START SELECTED EXCERPT

In other sources, Dochia was the daughter of Decebalus, King of the Dacians. When the Roman Emperor Trajan was conquering part of the Dacian territory, Dochia seeks refuge in the Carpathian Mountains in order to avoid marrying him. She disguises herself as a shepherd but she takes off her lambskin garments and freezes to death with her herd. She is transformed into a stream and her animals into flowers.
Days that are set aside for Baba Dochia are March 1 (for snow), March 2 (for summer), and March 3 (for harvest).
Muma Pădurii - The Mother of the Forest
Muma Pădurii is one of the many female monsters in the Romanian folklore (others being 'Zgripţuroaica
') which together form a triumvirate similar to the Greek Gorgons.
Muma Pădurii literally means "the Mother of the Forest", though "mumă" is an archaic version of "mamă" (mother), which has a fairy-tale overtone for the Romanian reader (somewhat analogue to using the archaic pronouns like "thou" and "thy" in English). A few other such words, typically protagonists of folk-tales, have this effect.
Muma Pădurii is a spirit of the forest in a very ugly and old woman's body. Sometimes she has the ability to change her shape. She lives in a dark, dreadful, hidden little house. This (step-) mother of the forest kidnaps little children and enslaves them. In one of the popular stories, at some point, she tries to boil a little girl, alive, in a soup. However the little girl's brother outsmarts Muma Pădurii and pushes the woman-monster in the oven instead, similar the story of Hansel and Gretel. The story ends on a happy note when all kids are free to go back to their parents. Instead of saying "she's ugly", Romanians sometimes say "she looks like muma pădurii".
She is thought to attack children, and because of this, a large variety of spells (descântece in Romanian) are used against her
The Water of Life
In Romanian mythology, Apa Vie, the "Water of Life" means the water from which heroes drink so that they come back to life after healing their wounds. Apa moartă ("Dead Water" or "Water of Death") is the complement of Apa Vie. In the vast majority of the tales it has the power to heal wounds of dead bodies (but not to give life). There is a small percent of tales in which Apa moartă is a poisonous drink that kills any person who drinks it.

END SELECTED EXCERPT
START INFORMATION GIVEN

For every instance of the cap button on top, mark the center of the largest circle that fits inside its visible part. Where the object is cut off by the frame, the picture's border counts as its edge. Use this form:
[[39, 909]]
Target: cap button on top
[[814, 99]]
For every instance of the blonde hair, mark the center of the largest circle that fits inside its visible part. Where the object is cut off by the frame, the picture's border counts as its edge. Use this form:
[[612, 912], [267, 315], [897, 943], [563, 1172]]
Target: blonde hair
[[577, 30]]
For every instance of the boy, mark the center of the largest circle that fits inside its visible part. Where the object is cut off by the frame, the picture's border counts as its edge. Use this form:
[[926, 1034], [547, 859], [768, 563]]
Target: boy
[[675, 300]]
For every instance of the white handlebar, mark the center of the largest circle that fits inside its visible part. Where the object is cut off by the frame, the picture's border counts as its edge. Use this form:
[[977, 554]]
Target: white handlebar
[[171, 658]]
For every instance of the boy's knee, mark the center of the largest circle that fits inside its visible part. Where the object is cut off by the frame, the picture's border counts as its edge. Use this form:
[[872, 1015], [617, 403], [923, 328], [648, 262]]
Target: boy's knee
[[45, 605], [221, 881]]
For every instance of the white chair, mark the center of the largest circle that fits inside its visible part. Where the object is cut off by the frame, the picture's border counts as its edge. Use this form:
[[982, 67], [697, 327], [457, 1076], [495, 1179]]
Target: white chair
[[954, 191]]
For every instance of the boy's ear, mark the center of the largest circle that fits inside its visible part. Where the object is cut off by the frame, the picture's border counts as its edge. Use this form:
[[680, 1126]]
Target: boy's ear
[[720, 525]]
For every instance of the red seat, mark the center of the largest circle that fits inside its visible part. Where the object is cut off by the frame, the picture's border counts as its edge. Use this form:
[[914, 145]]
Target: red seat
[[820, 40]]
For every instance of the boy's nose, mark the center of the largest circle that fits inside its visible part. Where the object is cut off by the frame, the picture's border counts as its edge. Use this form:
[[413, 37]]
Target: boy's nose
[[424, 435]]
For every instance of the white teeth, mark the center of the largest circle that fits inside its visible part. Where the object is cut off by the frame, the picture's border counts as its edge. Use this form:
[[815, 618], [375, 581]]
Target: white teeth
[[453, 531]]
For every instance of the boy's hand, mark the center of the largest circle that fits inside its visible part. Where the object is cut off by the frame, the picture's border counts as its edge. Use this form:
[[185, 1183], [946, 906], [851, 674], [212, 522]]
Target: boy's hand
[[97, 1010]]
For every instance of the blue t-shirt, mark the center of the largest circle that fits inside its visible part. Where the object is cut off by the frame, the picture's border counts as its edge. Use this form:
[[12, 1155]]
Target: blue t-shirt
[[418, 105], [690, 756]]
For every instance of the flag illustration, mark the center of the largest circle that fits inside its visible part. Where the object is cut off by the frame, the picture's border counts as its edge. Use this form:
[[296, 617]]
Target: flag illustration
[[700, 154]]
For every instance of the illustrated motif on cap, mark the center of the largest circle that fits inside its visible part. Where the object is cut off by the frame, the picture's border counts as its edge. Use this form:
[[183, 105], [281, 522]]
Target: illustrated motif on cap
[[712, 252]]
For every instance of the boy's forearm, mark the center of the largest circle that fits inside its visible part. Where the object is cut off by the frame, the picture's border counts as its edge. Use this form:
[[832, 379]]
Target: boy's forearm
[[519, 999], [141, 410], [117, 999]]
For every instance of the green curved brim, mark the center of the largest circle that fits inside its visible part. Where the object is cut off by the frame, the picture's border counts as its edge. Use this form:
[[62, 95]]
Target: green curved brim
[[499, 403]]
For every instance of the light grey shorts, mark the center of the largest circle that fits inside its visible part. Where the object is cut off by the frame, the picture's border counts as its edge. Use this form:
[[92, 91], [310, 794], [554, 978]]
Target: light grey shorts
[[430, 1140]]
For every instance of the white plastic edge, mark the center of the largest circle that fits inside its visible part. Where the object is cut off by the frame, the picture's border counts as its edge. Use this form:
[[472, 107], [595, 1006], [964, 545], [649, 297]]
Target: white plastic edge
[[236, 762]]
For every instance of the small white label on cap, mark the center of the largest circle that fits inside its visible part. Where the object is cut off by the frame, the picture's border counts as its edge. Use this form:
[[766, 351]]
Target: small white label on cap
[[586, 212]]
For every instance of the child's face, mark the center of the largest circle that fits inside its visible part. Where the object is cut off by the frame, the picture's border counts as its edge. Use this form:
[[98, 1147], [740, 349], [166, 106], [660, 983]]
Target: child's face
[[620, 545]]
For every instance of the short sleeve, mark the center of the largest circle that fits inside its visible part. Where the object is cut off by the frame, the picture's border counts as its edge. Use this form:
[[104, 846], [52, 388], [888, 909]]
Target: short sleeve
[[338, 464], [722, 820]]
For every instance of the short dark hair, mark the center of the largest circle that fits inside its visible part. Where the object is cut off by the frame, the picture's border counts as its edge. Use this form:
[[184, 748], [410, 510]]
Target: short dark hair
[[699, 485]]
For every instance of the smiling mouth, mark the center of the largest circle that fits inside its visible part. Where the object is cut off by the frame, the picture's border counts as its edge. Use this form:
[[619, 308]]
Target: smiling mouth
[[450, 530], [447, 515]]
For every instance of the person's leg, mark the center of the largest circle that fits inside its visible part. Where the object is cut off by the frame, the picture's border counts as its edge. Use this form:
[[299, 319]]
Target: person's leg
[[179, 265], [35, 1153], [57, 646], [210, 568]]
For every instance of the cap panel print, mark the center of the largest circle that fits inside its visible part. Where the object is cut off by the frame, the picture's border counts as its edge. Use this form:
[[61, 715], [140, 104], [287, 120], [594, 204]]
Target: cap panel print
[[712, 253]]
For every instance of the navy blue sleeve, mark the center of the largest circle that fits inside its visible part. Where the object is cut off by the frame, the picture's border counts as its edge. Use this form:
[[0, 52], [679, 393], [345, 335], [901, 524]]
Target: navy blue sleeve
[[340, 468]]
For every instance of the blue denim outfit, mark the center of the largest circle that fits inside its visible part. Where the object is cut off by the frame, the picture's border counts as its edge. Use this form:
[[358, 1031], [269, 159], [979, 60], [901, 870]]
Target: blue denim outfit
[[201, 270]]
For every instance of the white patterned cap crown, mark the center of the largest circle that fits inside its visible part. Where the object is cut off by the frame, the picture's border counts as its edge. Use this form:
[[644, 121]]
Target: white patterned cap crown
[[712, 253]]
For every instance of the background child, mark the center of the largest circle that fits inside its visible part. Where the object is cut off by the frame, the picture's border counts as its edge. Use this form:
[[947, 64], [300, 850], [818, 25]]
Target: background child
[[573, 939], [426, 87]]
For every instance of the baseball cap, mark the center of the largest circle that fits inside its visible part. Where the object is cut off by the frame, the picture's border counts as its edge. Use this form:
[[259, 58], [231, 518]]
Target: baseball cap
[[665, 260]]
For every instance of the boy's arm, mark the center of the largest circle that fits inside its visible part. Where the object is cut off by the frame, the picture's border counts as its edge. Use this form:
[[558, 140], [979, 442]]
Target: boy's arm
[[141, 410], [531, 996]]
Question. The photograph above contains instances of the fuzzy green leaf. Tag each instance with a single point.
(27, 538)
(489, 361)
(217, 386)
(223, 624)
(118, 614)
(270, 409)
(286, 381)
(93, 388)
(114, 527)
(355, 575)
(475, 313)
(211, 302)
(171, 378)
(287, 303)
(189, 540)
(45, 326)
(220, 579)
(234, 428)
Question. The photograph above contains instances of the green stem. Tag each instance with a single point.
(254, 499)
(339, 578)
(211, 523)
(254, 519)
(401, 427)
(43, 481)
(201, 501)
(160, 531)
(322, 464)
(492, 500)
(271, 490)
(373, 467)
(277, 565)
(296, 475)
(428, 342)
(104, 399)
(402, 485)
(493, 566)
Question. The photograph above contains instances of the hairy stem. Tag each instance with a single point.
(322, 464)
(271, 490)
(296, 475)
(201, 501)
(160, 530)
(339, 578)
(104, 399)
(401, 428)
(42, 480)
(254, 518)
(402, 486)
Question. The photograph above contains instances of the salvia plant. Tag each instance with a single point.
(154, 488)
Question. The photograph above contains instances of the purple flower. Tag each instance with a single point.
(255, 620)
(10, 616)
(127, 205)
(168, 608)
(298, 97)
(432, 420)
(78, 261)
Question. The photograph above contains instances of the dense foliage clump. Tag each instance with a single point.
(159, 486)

END INFORMATION GIVEN

EXERCISE 1 —
Answer these questions from the Romanian folklore text:
(a) Which day is set aside for Baba Dochia for harvest?
(b) Of which word is "mumă" an archaic version?
(c) What is the Romanian word for the spells used against Muma Pădurii?
EXERCISE 2 —
Say whether each statement agrees with the Romanian folklore text, quoting the words that decide it:
(a) Dochia is transformed into a stream.
(b) Muma Pădurii lives in a large, bright house.
(c) In most tales, Apa moartă can give life to dead bodies.
EXERCISE 3 —
Please carry on the Romanian folklore text, starting after its last sentence.
The records have no connection to the Romanian folklore text.

ANSWER AREA 1 —
(a) March 3
(b) "mamă" (mother)
(c) descântece

ANSWER AREA 2 —
(a) Yes: "She is transformed into a stream"
(b) No: "She lives in a dark, dreadful, hidden little house."
(c) No: "In the vast majority of the tales it has the power to heal wounds of dead bodies (but not to give life)."

ANSWER AREA 3 —
Moşul (the old man), is a mysterious benevolent character, symbol of wisdom and prosperity in Romanian mythology. Some historians associate him with the ancient Dacian god Zamolxis, or with the Roman god Saturn. In 1935, after allegedly having witnessed appearances of the Moşul, the illiterate shepherd Petrache Lupu of the village Maglavit tried to establish a sort of religion based upon this.
Vântoase - The Wind Fairies
Vântoase are a sort of female spirits in Romanian mythology that, in the popular beliefs, cause dust storms and powerful winds. They live in forests, in the air, in deep lakes, and use a special wagon for travelling. They are also believed to be able to attack children, and the only protection against them is the mysterious "grass of the winds". In other legends, they are believed to be servants of God.
The Vâlve are a sort of female spirits (similar to the Bulgarian Vila-Veela), which in Romanian mythology are believed to walk in the night over the hilltops. The main types, the Vâlve Albe (white) are considered beneficial, but the Vâlve Negre (dark) are considered evil. Some types are believed sometimes to look human-like, especially when they came to protect villages from a storm, or as simple shadows, or as a black cat, etc. They also have the ability to change their shape.
The various types of Vâlve include:
* Vâlva Apei, which is considered as a sort of guardian of the water sources, fountains.
* Vâlva Bucatelor, protector of the poor people, and of the crops.
* Vâlva Băilor, defender and protector of mines and tunnels.When the "Vâlva" leaves the mine, it is considered that the ore has finished.
* Vâlva Banilor, protector of the money.
* Vâlva Comorilor, protector of treasures, but she can also signal the place of the hidden treasure to the chosen ones.
* Vâlva Pădurii, similar to Muma Padurii.
* Vâlva Ciumei, controlling plague and other disease.
* Vâlva Zilelor, protector of the days, one for each day of the week.
* Vâlva Cetătilor, defender of ancient ruins.